*EXERCISE AIM*
Repeat the following passage about Rwanda and its critics word for word, in full.

South African investigators have said the government was directly involved in the killing of Patrick Karegeya, an outspoken critic of Kagame, in Johannesburg in 2014. Rwanda has denied any link to Karegeya’s murder, though two weeks later Kagame warned in a public speech that “any person still alive who may be plotting against Rwanda, whoever they are, will pay the price. Whoever it is, it is a matter of time.”
In July the Guardian revealed that Rusesabagina’s daughter, Carine Kanimba, had been spied on using Pegasus malware developed by Israeli company NSO.
Investigators confirmed that a phone belonging to Kanimba, a US-Belgian dual national, had been compromised multiple times.
Rusesabagina was the general manager of a luxury hotel in Kigali during the 1994 genocide in Rwanda. An estimated 800,000 people were killed with knives, clubs and other weapons in the genocide. Most of the victims were ethnic Tutsis but some were moderate Hutus.

*SUPPLIED ENTRIES*
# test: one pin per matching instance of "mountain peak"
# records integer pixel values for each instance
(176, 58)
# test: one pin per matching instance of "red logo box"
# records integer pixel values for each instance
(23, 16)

==

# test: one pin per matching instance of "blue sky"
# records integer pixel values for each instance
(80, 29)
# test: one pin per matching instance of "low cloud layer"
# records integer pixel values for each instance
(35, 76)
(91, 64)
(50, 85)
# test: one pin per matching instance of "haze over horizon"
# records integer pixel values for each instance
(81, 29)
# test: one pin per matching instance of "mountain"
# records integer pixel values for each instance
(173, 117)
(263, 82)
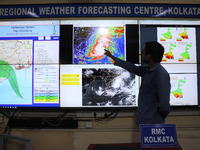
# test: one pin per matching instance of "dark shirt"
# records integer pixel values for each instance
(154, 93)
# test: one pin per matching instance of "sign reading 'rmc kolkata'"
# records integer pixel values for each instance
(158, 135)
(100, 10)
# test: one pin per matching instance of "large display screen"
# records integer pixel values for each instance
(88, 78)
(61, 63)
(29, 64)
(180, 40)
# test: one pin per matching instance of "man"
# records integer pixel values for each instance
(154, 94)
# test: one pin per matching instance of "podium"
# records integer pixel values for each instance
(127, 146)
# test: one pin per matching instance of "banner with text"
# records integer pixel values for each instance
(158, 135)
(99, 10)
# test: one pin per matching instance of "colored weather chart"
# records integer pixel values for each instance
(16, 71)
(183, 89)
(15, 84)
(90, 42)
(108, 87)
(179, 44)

---

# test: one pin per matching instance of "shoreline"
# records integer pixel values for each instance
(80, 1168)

*EXERCISE RESULT*
South African investigators have said the government was directly involved in the killing of Patrick Karegeya, an outspoken critic of Kagame, in Johannesburg in 2014. Rwanda has denied any link to Karegeya’s murder, though two weeks later Kagame warned in a public speech that “any person still alive who may be plotting against Rwanda, whoever they are, will pay the price. Whoever it is, it is a matter of time.”
In July the Guardian revealed that Rusesabagina’s daughter, Carine Kanimba, had been spied on using Pegasus malware developed by Israeli company NSO.
Investigators confirmed that a phone belonging to Kanimba, a US-Belgian dual national, had been compromised multiple times.
Rusesabagina was the general manager of a luxury hotel in Kigali during the 1994 genocide in Rwanda. An estimated 800,000 people were killed with knives, clubs and other weapons in the genocide. Most of the victims were ethnic Tutsis but some were moderate Hutus.